==== RECORDED INFORMATION ====
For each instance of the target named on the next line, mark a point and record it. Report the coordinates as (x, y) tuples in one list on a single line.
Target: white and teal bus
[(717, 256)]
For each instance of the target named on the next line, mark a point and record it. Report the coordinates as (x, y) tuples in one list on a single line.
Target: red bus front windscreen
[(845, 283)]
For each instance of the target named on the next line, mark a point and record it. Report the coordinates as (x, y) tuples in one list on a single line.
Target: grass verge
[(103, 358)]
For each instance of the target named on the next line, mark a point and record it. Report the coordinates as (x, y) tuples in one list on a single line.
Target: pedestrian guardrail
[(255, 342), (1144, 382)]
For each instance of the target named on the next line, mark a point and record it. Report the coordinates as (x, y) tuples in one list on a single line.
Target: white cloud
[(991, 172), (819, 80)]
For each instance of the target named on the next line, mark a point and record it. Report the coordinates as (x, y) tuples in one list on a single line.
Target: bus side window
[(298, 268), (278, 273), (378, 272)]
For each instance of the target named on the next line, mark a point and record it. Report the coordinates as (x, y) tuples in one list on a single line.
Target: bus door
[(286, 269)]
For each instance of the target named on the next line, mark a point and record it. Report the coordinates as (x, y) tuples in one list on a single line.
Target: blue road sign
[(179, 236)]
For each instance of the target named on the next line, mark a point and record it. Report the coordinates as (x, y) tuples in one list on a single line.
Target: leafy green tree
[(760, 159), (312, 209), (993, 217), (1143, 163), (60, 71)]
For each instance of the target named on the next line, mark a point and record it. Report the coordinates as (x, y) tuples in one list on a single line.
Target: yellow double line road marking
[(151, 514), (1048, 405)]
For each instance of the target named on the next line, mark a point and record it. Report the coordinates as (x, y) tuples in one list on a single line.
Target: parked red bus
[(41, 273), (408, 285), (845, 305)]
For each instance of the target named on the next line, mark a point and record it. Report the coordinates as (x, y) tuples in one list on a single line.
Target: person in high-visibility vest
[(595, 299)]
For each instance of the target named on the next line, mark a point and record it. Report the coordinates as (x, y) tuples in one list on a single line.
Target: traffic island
====
**STATED TASK**
Could you repeat every one of the lines above word for word, from the first to the last?

**WRITTEN ANSWER**
For each instance of the target named on the next line, mark a point and record it. Report the coordinates as (x, y) tuples in one list on a single line.
Target: white and teal bus
[(717, 256)]
For each instance of the target named on the next line, mark a point and record it. Report the coordinates as (x, y) tuples in one list on a single line.
Target: red bus front windscreen
[(845, 283)]
For each instance of the target named on the next line, mark a point and record it. Report the coordinates as (x, y) tuples in one list on a single line.
Target: grass verge
[(103, 358)]
For each instance of the target named on the next line, mark a point and record it. Report the coordinates as (x, y) tuples in one list on a single line.
Target: pedestrian guardrail
[(255, 342), (1144, 382)]
For each instance of the target named on the next line, mark a point and record it. Report the coordinates as (x, y) tuples in one list on a single line.
Target: white cloud
[(991, 172), (819, 80)]
For each instance of the target named on the next line, mark a point and record it. Report the coordinates as (x, y) tuples in one list on a single line.
Target: bus side window
[(298, 268), (278, 273), (378, 272)]
For each instance of the target named on the next line, mark a point and record it. Report the coordinates as (x, y) tuples in one list on a single line.
Target: bus door
[(286, 269)]
For each instance of the target named on the next line, mark a point and record it. Report the coordinates as (x, y) tuples in one list on a single line.
Target: blue road sign
[(179, 236)]
For each instance of the target named on the next line, mark a point and record it. Report the coordinates as (x, y) tuples in one list on a single line.
Target: leafy green tree
[(760, 159), (312, 209), (993, 217), (1143, 163), (60, 71)]
For each instance of the target named on the next line, mark a point and record it. Report the coordinates as (x, y) tuples in one list on a single line.
Target: yellow double line road marking
[(151, 514), (1048, 405)]
For each instance of the target named on the next line, mark a point and record it. Report the coordinates as (x, y) tuples in one list on a single line.
Target: parked red bus
[(41, 273), (408, 285), (845, 305)]
For each instance of the target named on the next line, mark a point and record it. Report the coordinates as (x, y) tuples in one list on a single line.
Target: person in high-visibility vest
[(595, 299)]
For each instance of the target named on the next line, mark a point and record it. Report the coordinates as (x, y) tuples in one list on a single line.
Target: traffic island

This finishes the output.